Print the stretch of entries from the line containing "find the soldier?" through the line containing "[592, 290, 689, 362]", reproducing each line without any change.

(Dataset entries)
· · · ·

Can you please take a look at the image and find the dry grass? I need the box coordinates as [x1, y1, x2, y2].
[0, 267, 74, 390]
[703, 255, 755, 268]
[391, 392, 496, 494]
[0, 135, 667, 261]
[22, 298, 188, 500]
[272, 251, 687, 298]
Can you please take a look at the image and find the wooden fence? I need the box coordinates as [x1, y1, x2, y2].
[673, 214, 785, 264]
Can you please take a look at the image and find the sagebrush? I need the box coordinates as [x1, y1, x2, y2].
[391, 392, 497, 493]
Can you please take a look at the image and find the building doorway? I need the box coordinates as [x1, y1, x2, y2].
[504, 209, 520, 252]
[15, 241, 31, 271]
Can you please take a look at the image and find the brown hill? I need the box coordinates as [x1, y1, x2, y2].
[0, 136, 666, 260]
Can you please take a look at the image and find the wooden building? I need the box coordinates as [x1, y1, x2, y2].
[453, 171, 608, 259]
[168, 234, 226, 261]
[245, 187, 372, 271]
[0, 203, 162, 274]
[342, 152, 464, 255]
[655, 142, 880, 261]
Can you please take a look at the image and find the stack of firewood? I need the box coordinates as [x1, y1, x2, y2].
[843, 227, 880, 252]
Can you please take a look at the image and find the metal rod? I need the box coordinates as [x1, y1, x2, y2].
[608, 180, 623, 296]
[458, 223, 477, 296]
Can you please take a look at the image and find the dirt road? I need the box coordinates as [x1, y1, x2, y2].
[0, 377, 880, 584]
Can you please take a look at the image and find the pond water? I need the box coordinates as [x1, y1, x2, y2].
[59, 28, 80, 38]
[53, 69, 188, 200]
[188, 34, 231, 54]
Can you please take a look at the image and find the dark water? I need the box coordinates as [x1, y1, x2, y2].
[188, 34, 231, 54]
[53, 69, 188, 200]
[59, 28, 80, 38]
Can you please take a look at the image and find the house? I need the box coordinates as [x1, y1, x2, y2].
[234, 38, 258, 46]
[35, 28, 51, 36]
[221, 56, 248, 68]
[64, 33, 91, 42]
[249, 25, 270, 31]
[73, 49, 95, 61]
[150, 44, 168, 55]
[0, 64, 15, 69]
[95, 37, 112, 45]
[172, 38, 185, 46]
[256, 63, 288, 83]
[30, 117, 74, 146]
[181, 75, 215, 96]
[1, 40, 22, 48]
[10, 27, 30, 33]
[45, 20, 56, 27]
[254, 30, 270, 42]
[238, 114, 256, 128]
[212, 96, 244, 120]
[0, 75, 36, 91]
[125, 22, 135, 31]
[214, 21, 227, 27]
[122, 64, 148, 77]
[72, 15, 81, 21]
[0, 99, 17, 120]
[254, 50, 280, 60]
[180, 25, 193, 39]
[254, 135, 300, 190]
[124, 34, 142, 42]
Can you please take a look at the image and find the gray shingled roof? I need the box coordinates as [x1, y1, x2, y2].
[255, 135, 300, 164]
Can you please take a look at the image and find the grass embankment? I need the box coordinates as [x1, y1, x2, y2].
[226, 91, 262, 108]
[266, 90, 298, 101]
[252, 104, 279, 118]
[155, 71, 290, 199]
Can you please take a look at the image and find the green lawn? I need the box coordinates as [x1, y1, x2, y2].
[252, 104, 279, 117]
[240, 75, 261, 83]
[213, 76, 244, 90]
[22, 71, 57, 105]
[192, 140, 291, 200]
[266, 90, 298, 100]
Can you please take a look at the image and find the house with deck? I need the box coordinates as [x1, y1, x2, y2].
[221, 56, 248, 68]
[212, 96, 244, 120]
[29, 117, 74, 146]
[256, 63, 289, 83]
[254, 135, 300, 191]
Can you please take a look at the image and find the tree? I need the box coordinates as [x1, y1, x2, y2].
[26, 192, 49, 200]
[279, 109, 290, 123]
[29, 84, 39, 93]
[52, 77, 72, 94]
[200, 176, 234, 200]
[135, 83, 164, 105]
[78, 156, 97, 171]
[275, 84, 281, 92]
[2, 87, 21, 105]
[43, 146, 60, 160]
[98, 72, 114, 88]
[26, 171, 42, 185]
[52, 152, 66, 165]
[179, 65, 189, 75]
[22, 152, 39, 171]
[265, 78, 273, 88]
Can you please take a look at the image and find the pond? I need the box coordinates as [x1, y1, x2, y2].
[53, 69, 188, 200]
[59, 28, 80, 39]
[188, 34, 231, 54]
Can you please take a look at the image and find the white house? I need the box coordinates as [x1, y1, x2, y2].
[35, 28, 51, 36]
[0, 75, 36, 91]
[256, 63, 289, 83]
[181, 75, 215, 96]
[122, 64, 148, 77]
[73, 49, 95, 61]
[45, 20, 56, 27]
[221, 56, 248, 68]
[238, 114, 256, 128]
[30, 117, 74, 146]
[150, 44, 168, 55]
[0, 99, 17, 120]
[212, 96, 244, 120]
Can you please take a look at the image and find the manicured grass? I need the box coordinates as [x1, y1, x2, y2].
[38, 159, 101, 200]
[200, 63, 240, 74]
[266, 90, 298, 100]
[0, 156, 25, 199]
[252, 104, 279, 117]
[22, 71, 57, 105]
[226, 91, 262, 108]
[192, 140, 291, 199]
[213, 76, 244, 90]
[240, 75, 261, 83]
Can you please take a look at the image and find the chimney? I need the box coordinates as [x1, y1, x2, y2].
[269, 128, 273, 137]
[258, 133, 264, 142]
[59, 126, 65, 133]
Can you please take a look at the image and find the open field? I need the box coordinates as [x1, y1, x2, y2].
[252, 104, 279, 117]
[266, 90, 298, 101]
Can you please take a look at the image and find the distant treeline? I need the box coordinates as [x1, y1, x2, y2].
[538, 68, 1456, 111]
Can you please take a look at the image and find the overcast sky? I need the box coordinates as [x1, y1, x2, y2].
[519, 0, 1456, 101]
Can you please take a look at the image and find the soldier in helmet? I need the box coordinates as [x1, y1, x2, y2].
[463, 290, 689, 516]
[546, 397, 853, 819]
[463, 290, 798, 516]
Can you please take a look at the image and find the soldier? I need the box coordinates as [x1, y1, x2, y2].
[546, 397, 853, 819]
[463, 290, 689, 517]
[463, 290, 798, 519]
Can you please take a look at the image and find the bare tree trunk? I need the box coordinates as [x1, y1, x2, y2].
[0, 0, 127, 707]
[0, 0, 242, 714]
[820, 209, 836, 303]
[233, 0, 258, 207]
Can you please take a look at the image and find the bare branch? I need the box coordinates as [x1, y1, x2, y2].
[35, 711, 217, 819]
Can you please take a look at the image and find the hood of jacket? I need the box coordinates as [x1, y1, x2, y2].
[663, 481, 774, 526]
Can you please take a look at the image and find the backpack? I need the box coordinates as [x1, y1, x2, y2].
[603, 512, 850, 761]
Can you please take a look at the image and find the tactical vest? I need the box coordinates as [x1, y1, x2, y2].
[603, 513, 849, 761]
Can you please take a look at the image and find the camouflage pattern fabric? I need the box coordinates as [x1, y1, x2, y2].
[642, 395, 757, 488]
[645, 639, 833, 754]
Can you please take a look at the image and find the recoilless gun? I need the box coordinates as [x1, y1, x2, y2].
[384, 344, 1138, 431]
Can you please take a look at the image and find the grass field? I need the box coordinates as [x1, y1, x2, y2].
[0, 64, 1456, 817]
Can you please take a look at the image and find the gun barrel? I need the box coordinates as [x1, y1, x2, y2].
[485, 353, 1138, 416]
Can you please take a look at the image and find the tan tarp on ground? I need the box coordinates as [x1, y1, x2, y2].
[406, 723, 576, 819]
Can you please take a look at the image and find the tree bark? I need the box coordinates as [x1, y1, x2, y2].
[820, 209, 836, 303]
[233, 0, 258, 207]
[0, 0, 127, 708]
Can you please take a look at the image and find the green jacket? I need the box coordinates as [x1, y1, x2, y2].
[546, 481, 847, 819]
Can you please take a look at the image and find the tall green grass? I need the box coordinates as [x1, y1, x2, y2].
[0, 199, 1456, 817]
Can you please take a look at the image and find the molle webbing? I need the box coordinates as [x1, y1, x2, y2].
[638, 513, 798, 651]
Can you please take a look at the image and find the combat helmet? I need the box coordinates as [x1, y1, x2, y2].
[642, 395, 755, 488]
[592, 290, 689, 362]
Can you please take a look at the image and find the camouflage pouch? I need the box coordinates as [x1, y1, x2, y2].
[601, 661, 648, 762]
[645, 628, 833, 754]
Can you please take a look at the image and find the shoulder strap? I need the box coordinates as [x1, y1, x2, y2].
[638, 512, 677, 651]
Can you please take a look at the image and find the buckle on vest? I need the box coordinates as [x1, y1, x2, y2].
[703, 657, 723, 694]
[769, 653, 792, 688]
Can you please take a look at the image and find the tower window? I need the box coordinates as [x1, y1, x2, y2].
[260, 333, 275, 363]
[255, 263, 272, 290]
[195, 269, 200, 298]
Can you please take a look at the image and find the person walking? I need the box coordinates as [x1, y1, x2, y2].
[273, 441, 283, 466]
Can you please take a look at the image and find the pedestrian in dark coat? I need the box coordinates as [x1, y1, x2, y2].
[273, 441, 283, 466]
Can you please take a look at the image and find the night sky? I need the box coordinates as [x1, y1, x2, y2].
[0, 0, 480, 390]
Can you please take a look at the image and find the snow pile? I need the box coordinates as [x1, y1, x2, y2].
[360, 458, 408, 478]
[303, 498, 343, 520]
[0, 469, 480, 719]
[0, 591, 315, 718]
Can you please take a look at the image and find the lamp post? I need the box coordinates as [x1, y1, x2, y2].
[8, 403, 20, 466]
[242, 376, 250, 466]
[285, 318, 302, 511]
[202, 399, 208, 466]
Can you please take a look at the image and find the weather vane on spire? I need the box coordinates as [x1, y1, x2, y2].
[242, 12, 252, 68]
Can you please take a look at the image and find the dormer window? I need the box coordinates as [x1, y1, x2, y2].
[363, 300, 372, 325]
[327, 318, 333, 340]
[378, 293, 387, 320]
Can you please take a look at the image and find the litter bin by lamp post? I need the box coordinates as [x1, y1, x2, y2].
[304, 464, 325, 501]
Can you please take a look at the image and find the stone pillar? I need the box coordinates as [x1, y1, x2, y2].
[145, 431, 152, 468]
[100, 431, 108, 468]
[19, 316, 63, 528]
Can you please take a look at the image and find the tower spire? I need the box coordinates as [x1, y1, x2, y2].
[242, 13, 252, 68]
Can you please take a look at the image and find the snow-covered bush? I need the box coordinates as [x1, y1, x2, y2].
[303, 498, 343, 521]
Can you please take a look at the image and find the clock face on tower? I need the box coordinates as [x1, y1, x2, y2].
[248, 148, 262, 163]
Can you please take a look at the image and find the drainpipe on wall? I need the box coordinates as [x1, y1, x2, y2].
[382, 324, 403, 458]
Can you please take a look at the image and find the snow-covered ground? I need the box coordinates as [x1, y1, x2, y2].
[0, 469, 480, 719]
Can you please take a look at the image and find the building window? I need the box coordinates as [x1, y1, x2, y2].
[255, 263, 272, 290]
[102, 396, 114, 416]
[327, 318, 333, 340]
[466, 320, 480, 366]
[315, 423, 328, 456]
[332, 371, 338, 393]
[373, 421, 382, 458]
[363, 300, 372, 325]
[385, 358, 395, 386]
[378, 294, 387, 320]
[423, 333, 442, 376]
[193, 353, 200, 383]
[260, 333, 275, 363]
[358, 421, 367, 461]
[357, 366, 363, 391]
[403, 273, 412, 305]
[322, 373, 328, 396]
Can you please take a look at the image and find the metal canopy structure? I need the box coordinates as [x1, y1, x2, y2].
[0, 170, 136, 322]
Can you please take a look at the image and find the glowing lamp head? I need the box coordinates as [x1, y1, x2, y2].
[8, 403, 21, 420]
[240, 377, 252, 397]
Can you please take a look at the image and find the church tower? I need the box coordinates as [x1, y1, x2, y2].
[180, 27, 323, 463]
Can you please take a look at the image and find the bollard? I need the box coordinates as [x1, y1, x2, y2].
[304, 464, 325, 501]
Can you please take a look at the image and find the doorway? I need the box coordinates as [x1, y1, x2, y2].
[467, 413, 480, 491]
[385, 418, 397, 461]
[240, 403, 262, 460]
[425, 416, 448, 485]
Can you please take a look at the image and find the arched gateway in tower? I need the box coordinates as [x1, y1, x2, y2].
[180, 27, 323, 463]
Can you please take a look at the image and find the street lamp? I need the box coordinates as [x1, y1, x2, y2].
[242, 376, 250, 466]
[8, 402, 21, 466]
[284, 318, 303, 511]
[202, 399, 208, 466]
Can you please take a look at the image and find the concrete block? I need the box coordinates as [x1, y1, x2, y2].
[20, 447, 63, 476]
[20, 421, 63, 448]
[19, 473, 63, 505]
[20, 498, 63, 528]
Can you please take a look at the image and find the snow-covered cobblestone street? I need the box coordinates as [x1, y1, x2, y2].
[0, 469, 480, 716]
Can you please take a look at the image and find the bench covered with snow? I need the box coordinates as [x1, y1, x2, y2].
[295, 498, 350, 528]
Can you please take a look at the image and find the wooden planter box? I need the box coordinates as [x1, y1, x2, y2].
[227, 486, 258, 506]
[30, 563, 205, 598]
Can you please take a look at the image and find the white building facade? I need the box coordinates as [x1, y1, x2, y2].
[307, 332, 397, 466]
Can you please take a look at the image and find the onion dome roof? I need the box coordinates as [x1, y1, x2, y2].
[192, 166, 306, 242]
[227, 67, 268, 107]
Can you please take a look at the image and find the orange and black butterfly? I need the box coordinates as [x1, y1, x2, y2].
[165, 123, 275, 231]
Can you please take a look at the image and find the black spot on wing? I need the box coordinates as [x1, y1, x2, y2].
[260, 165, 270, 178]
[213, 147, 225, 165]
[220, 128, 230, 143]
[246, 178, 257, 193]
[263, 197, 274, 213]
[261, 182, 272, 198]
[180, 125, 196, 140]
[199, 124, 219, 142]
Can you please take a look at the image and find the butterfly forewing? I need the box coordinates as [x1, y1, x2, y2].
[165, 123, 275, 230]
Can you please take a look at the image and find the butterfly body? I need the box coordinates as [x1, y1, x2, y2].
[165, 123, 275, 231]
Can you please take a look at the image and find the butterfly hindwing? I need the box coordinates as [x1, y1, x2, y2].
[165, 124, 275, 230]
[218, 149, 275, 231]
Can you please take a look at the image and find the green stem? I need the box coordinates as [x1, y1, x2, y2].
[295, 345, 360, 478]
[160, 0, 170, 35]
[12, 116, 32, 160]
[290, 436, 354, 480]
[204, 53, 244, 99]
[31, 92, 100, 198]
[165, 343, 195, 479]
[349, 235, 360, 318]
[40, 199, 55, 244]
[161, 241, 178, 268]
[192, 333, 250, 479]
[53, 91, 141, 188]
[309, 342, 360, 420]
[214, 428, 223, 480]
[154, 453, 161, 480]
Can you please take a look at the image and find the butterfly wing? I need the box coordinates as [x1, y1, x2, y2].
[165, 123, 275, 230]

· · · ·

**The result**.
Can you please take a look at the image and find the soldier? I need the box coordinates as [x1, y1, x2, y2].
[546, 397, 853, 819]
[463, 290, 689, 517]
[463, 290, 798, 519]
Can you please take a look at the image and find the bare tree trunk? I need the box coordinates as [x1, y1, x2, y2].
[0, 0, 127, 707]
[0, 0, 242, 714]
[820, 209, 836, 303]
[233, 0, 258, 207]
Can you please take a look at the image and find the bare branch? I need the box coordinates as [x1, y1, x2, y2].
[35, 711, 217, 819]
Can you please take a look at the image and find the hood of jacket? I need the box coordinates as [x1, y1, x2, y2].
[663, 481, 774, 526]
Can you please take a look at the image and find the backpack? I need the box coordinates as [x1, y1, x2, y2].
[603, 512, 850, 761]
Can you please take a look at the image and find the tactical vest? I need the box coordinates as [x1, y1, x2, y2].
[603, 513, 849, 761]
Can you please take a look at the image and find the camouflage pattern fabric? I need the box coordinates as [x1, y1, x2, y2].
[642, 395, 757, 488]
[645, 639, 833, 754]
Can you please take a look at the image and find the recoilless gun? I need the box coordinates as [x1, y1, x2, y2].
[384, 344, 1138, 431]
Can you please take a look at the image and find the grass field? I need the box coordinates as [x1, y1, x2, y2].
[0, 64, 1456, 817]
Can you please take a look at the image and find the gun barrel? I need the box coordinates as [x1, y1, x2, y2].
[485, 353, 1138, 416]
Can you please take a look at the image and find the tan tarp on ground? I need the box coordinates as [x1, y1, x2, y2].
[406, 723, 576, 819]
Can you please take a look at the image and find the tree bark? I need the box coordinates as [x1, y1, x2, y2].
[820, 209, 836, 303]
[233, 0, 258, 207]
[0, 0, 127, 708]
Can you please take a look at the image and find the green jacket? I need the box coordinates as [x1, y1, x2, y2].
[546, 481, 847, 819]
Can you please take a look at the image and find the tall green grass? I need the box coordinates as [x1, y1, x2, y2].
[0, 199, 1456, 817]
Can you please take a look at the image and find the molle webbing? I need the box coordinates as [x1, y1, x2, y2].
[638, 513, 798, 651]
Can you please take a look at the image and find the combat helmet? I need the box coordinates as [x1, y1, x2, y2].
[642, 395, 755, 488]
[592, 290, 689, 362]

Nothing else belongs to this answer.